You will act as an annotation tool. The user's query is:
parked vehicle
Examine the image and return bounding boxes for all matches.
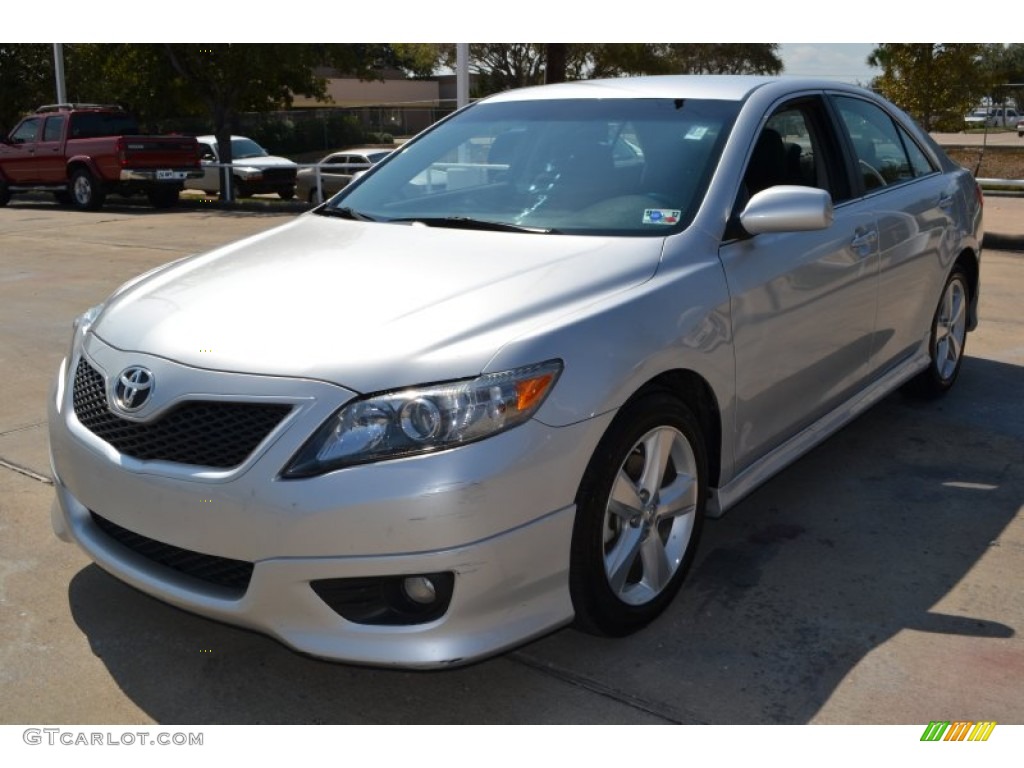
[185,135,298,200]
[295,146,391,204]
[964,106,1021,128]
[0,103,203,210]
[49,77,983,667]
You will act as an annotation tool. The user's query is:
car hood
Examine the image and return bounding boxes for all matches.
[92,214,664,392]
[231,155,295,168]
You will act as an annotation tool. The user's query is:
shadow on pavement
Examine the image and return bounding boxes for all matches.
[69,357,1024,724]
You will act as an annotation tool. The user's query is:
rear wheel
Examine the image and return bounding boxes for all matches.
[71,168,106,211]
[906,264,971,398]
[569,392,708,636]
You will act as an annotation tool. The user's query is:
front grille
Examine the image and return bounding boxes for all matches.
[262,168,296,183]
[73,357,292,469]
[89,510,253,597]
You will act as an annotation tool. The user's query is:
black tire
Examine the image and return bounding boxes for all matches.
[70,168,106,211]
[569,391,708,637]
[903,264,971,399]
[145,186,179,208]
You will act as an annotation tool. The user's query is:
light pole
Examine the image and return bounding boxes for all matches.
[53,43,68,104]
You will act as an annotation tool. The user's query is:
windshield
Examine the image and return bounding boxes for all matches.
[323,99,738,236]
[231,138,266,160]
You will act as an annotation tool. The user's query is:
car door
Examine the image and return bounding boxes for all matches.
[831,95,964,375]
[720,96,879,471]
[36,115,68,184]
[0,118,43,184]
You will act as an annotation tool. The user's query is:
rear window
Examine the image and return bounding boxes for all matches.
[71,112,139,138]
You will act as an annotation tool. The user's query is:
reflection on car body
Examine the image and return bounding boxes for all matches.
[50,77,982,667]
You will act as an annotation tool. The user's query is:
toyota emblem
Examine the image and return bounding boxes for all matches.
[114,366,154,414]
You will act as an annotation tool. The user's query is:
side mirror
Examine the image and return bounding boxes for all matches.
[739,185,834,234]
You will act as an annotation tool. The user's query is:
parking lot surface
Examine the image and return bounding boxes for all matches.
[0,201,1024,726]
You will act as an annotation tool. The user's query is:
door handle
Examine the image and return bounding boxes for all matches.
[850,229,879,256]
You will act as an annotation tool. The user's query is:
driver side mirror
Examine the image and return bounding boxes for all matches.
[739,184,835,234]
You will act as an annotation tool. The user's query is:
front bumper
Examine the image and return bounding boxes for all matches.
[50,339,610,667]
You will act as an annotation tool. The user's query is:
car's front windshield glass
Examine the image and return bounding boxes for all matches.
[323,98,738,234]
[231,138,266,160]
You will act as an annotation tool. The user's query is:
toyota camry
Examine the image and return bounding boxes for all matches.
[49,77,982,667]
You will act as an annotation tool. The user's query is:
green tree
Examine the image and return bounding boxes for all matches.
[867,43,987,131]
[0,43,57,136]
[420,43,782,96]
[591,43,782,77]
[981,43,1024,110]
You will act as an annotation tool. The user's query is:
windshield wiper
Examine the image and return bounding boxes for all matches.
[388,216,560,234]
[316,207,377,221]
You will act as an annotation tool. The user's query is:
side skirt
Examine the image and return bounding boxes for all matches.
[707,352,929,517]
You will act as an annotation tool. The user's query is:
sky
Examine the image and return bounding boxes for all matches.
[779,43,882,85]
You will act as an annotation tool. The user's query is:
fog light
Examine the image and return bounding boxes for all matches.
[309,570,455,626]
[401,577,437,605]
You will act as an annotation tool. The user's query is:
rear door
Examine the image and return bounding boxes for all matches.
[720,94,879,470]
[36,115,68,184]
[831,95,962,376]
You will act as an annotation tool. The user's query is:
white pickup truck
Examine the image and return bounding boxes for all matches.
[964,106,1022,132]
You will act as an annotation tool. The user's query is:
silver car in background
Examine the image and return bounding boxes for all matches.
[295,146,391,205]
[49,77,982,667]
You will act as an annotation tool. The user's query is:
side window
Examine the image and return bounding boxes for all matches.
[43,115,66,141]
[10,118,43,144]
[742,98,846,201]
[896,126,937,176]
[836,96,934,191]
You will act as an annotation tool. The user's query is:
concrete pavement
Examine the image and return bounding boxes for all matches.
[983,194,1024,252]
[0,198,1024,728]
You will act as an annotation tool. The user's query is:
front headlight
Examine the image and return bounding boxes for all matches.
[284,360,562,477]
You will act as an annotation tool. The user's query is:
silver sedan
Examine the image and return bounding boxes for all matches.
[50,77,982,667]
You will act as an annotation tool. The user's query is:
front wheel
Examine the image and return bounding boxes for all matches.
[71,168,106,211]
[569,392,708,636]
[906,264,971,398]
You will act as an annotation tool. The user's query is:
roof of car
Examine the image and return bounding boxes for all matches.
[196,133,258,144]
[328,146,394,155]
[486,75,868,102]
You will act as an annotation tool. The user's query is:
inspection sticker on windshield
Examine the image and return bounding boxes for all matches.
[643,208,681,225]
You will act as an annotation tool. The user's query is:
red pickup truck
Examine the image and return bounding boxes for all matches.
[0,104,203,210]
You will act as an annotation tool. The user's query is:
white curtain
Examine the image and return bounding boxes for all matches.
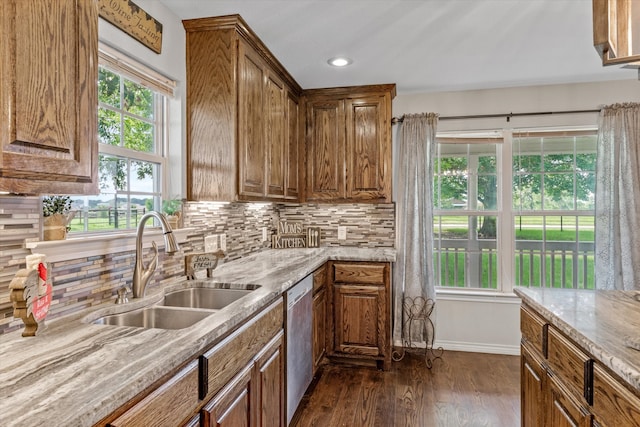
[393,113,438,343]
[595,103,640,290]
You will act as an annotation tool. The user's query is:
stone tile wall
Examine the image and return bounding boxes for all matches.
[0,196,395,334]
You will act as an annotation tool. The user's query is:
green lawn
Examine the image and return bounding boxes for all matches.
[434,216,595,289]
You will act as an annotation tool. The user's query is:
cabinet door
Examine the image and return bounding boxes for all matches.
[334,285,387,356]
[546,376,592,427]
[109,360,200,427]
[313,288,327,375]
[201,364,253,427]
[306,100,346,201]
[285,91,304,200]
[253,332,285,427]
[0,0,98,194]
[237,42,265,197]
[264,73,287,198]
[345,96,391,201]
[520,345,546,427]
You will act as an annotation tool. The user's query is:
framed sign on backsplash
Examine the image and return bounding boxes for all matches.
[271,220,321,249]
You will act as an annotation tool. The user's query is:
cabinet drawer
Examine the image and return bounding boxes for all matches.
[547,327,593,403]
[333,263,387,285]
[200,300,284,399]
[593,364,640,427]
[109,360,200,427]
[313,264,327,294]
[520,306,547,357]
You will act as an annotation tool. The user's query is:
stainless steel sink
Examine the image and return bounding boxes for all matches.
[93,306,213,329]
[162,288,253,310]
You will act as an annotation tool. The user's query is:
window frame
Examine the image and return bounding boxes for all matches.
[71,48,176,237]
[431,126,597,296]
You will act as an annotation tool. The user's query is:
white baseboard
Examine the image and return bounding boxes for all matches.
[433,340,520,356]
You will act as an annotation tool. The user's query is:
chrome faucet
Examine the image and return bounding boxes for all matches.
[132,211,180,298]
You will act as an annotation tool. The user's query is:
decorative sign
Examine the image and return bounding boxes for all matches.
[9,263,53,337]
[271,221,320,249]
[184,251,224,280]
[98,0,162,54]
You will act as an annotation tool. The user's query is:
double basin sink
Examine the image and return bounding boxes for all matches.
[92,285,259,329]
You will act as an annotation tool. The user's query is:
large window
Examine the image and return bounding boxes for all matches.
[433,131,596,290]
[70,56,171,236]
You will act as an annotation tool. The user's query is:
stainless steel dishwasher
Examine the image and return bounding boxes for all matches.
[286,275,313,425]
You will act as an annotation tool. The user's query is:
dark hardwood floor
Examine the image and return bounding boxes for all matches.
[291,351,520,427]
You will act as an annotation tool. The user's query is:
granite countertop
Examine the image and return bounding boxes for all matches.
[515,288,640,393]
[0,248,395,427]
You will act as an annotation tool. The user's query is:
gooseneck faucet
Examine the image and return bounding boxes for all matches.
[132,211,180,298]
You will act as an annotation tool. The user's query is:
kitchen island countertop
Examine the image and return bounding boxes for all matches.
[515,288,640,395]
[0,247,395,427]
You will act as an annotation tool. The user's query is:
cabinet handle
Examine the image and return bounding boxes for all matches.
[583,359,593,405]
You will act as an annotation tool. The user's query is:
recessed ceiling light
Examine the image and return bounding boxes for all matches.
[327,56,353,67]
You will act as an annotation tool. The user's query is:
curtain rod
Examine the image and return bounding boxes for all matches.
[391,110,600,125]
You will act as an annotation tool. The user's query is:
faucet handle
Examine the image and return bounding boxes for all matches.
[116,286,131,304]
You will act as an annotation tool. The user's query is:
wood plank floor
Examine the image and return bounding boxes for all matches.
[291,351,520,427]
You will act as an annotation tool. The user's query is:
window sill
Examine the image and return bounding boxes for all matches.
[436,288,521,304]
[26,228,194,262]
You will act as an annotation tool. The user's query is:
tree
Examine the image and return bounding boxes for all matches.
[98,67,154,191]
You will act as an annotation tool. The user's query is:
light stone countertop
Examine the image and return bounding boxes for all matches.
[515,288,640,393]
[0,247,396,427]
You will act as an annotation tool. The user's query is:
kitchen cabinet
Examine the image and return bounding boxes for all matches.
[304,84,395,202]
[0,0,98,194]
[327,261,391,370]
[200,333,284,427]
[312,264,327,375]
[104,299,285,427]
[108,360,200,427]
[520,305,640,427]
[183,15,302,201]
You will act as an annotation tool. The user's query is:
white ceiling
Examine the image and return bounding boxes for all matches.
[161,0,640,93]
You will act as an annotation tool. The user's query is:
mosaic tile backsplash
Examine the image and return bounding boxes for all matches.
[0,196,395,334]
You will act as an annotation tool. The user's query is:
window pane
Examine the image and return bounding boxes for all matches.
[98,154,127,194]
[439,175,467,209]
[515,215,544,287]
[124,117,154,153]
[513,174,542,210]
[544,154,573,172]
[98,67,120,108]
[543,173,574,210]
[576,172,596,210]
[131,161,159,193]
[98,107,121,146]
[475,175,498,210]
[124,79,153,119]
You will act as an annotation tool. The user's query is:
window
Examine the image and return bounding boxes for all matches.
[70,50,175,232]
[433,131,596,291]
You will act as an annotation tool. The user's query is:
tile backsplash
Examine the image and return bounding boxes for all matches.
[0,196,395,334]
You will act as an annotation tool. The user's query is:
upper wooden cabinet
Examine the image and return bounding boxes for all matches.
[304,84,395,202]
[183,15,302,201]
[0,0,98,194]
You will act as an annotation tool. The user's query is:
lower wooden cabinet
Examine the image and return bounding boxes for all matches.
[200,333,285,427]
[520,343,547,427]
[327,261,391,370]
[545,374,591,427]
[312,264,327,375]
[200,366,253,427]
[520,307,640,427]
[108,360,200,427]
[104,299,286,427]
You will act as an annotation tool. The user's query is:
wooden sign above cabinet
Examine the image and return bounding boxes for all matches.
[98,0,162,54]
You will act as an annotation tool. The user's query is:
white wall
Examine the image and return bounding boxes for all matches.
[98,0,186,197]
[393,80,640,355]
■ ■ ■ ■ ■
● TASK DESCRIPTION:
Pull every line containing the string "stone" out of the material above and list each one unchanged.

● FINAL RESULT:
stone tile wall
light stone countertop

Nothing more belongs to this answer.